### Records supplied
== Segment start ==

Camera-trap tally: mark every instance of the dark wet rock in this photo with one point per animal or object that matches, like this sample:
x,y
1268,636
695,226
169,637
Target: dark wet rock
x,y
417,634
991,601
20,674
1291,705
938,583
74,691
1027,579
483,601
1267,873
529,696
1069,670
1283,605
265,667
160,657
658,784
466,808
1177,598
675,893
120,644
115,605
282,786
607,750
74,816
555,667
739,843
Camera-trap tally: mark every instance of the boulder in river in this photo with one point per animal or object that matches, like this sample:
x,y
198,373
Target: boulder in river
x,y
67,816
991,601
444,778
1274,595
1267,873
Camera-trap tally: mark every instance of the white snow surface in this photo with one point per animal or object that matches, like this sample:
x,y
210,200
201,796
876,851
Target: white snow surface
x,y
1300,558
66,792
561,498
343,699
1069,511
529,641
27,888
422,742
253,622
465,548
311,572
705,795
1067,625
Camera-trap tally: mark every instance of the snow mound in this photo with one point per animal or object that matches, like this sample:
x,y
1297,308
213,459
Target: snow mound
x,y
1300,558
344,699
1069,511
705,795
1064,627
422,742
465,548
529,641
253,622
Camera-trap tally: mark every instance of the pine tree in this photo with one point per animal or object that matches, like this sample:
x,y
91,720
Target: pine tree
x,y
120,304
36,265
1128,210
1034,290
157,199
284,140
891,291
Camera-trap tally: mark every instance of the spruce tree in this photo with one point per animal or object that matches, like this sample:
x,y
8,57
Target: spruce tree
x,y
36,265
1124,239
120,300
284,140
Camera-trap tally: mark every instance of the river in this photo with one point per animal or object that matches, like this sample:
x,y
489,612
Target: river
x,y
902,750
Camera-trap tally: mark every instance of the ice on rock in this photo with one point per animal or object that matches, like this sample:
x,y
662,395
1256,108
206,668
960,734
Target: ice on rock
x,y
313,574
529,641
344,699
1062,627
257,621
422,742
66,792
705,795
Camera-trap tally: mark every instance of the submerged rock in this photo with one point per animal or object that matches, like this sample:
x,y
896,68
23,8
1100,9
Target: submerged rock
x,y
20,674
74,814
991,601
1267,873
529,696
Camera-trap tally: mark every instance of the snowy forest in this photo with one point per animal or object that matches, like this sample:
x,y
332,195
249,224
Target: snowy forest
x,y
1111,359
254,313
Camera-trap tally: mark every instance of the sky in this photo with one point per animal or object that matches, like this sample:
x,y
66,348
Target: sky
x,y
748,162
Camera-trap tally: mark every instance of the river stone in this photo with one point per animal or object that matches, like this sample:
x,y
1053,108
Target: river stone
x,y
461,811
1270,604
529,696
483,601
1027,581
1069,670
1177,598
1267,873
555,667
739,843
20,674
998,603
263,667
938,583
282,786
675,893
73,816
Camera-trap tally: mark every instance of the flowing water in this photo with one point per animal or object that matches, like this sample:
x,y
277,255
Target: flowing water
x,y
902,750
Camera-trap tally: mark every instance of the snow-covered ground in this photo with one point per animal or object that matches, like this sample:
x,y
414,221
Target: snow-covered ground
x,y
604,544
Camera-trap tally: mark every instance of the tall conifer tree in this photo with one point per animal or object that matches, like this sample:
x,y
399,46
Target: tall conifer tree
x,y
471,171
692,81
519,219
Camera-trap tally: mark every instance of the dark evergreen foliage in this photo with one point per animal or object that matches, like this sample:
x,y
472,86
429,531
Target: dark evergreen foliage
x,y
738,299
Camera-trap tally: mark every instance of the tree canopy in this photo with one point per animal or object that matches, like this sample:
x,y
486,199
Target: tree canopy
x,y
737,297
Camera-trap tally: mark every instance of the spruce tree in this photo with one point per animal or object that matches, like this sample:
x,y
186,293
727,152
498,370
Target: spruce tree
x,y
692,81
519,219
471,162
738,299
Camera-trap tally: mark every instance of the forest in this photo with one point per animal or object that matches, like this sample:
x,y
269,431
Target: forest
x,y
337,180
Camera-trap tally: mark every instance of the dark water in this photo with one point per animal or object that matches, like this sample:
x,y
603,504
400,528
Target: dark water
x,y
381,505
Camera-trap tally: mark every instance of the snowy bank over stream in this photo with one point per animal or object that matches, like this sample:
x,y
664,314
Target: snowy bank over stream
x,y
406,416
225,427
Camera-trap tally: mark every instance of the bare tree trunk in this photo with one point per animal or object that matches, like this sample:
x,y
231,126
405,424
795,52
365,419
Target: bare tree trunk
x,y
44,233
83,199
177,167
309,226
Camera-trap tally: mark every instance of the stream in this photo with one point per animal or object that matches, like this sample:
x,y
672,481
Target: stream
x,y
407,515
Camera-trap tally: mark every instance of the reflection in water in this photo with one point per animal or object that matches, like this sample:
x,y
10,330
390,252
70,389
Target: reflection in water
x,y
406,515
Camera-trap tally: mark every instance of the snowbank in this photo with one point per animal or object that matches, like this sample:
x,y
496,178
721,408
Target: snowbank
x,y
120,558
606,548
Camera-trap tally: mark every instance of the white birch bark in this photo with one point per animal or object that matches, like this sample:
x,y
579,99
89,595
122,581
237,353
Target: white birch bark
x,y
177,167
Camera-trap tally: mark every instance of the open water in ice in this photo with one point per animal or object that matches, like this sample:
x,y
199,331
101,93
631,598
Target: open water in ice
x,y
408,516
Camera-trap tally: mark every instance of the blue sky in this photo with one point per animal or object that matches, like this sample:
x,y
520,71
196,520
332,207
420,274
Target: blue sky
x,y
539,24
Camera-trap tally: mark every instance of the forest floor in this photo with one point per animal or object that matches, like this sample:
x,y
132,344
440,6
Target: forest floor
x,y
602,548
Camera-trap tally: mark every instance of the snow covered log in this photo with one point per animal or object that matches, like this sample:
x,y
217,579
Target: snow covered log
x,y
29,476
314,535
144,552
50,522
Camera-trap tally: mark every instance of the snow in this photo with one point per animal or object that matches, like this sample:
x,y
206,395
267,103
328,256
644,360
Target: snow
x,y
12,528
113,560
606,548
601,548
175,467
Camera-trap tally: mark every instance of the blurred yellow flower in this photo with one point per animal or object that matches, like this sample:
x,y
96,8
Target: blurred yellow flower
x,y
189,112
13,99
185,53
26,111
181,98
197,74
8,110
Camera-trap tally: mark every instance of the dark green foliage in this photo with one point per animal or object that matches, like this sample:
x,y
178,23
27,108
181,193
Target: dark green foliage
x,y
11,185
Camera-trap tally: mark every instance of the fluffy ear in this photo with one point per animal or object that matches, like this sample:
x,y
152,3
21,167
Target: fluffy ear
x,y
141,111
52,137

== Segment end ==

### Work instructions
Everything above must be retyped. Keep each record exactly the same.

### Output
Camera-trap tally: mark every instance of the dark wet rock in this photo with one point per animal or object that matches, like this sample:
x,y
1268,636
695,226
169,637
Target: dark wet rock
x,y
417,634
991,601
20,674
1291,705
938,583
74,691
1027,579
483,601
1267,873
529,696
1069,670
1283,605
265,667
160,657
658,784
466,808
1177,598
675,893
120,644
115,605
282,786
607,750
74,816
555,667
739,843
Camera-trap tally: mark every instance of the boulder in river in this photo with one point per animal or object that matches, like this sample:
x,y
198,373
Target: boulder in river
x,y
67,816
991,601
444,778
1274,595
1267,873
Camera-trap tally: mark every instance of the white snow surface in this photo with one point per animal or object that matches, like this sample:
x,y
210,200
201,796
876,851
Target: white snow surface
x,y
1300,558
66,792
561,498
343,699
1069,511
529,641
27,888
422,742
253,622
465,548
311,572
705,795
1067,625
Camera-trap tally: mark every instance of the snow mound in this photo with one point per animal or object that matches, like this sample:
x,y
1297,308
213,459
Target: snow mound
x,y
1300,558
344,699
1069,511
705,795
1064,627
422,742
465,548
529,641
253,622
Camera-trap tally: mark every instance of the pine tree in this photo with one point per animal or object that matches, like this sample:
x,y
91,720
Target: pine tree
x,y
120,304
36,265
1128,210
1034,290
157,199
284,140
891,291
Camera-trap tally: mark every instance of the spruce tree in this photo with one point per animal or object that matches, like this sample:
x,y
8,57
Target: spruce tree
x,y
36,265
1124,239
120,300
284,140
Camera-trap tally: mark every instance of the river in this photo with one point per animal or object that matches, like this sample:
x,y
489,612
Target: river
x,y
902,750
Camera-trap tally: mark every instance of the ice on rock in this photo with one point per animal or object that matches, like this sample:
x,y
662,395
1256,108
206,668
960,734
Target: ice on rock
x,y
313,574
529,641
344,699
1062,627
257,621
422,742
66,792
705,795
Camera-trap tally: mark every instance of the submerged rock in this photo with one point per animal or object that matches, like this sample:
x,y
896,68
23,8
1100,9
Target: submerged rock
x,y
20,674
74,814
991,601
1267,873
529,696
Camera-trap tally: mark every instance of the snowy forest in this photo with one point per animal or object that matches, like this sample:
x,y
332,195
249,224
Target: snowy forest
x,y
1111,359
254,313
Camera-trap tally: mark every instance of the sky in this photo with one point per animal or object that matches, like this sample:
x,y
66,348
Target: sky
x,y
748,162
Camera-trap tally: mark every instance of the river stone in this photo with one point per animal or object that matches, like this sample:
x,y
1053,108
Target: river stone
x,y
461,811
1270,604
529,696
483,601
1027,581
1069,670
1177,598
1267,873
555,667
739,843
20,674
998,603
263,667
938,583
282,786
675,893
73,816
Camera-trap tally: mark every instance of the flowing water in this photo with one point per animal or object that matches, like this sample:
x,y
277,255
Target: flowing water
x,y
902,750
Camera-trap tally: mark every instance of the snow-covered ground in this photo with one point per animal or object that matches, like this sample:
x,y
414,221
Target: snow-covered ground
x,y
604,544
Camera-trap tally: mark every instance of the tall conifer tree in this photo with one point per animal or object that matches, like this sample:
x,y
399,46
Target: tall conifer tree
x,y
471,171
692,81
519,219
Camera-trap tally: mark every instance of the dark evergreen foliage in this photo with one point per animal or object that matches, like this sample:
x,y
472,86
429,531
Target: dark evergreen foliage
x,y
738,299
Camera-trap tally: mark every instance of the tree canopy in this photo with one point per animal or object that matches, like this sample:
x,y
486,199
Target: tree canopy
x,y
737,297
Camera-trap tally: mark every instance of the spruce tree in this photo with one point per animal or object that matches, like this sample:
x,y
186,293
727,152
498,370
Target: spruce tree
x,y
692,81
519,219
471,162
738,299
Camera-trap tally: mark every instance of the forest in this photo with one point per animal or object that matches, like this sample:
x,y
269,431
Target: forest
x,y
337,180
Camera-trap tally: mark every instance of the dark water in this photo with one point per animal or object that matches, like this sample:
x,y
603,504
400,528
Target: dark water
x,y
381,505
Camera-trap tally: mark every instance of the snowy bank over stream in this photo with one point per animal or object that matches, like this sample:
x,y
664,314
Target: snowy bank over stream
x,y
406,416
225,427
Camera-trap tally: mark every instance of the bare tree trunk in this photo with one point per animal or object that matches, like this sample:
x,y
231,126
405,424
795,52
365,419
Target: bare tree trunk
x,y
44,233
83,199
177,167
309,226
Camera-trap tally: mark every instance of the stream in this photo with one point per animal or object that matches, like this sample:
x,y
672,481
Target: stream
x,y
407,515
Camera-trap tally: mark every instance of the reflection in water in this photo with one point per animal or object that matches, like this sample:
x,y
10,330
390,252
70,389
Target: reflection in water
x,y
406,515
Camera-trap tally: mark every instance of the snowbank in this photo with one point per animal or object that matches, like this sample:
x,y
496,178
721,408
Target: snowbank
x,y
120,558
606,548
Camera-trap tally: mark every instance of the white birch bark in this photo with one point per animal or object that matches, like this sample:
x,y
579,99
89,595
122,581
237,353
Target: white birch bark
x,y
177,167
Camera-trap tally: mark every instance of the open water in ice in this photo with one point per animal or object that matches, like this sample:
x,y
199,331
101,93
631,598
Target: open water in ice
x,y
408,516
Camera-trap tally: mark every instance of the blue sky in this photo with one point per animal or object that matches, like this sample:
x,y
520,71
196,520
332,207
420,274
Target: blue sky
x,y
539,24
Camera-trap tally: mark every instance of the forest floor in this photo with one point per animal or object that matches, like this sample:
x,y
132,344
440,6
Target: forest floor
x,y
602,548
Camera-trap tally: mark every instance of the snow covered log in this photo with one point per animal or object that matches, like this sample:
x,y
217,579
Target: snow covered log
x,y
29,476
314,535
144,552
50,522
Camera-trap tally: mark every instance of the snow in this photo with one point per animal or object that matches, like this sample:
x,y
206,395
267,103
328,256
644,360
Target: snow
x,y
12,528
113,560
606,548
601,548
175,467
Camera-trap tally: mark every instance of the blurred yellow flower in this photo with one point per animal or object that matches, like this sample:
x,y
96,8
Target: blurred yellow flower
x,y
189,112
13,99
185,53
26,111
181,98
197,74
8,110
Camera-trap tally: mark every instance of the dark green foliage in this photo with one point per animal or object that matches, like this sample:
x,y
178,23
27,108
181,193
Target: dark green foliage
x,y
11,185
Camera-trap tally: mark every instance of the fluffy ear in this photo with one point per animal or object that matches, like this sample:
x,y
152,3
21,167
Target: fluffy ear
x,y
141,111
52,137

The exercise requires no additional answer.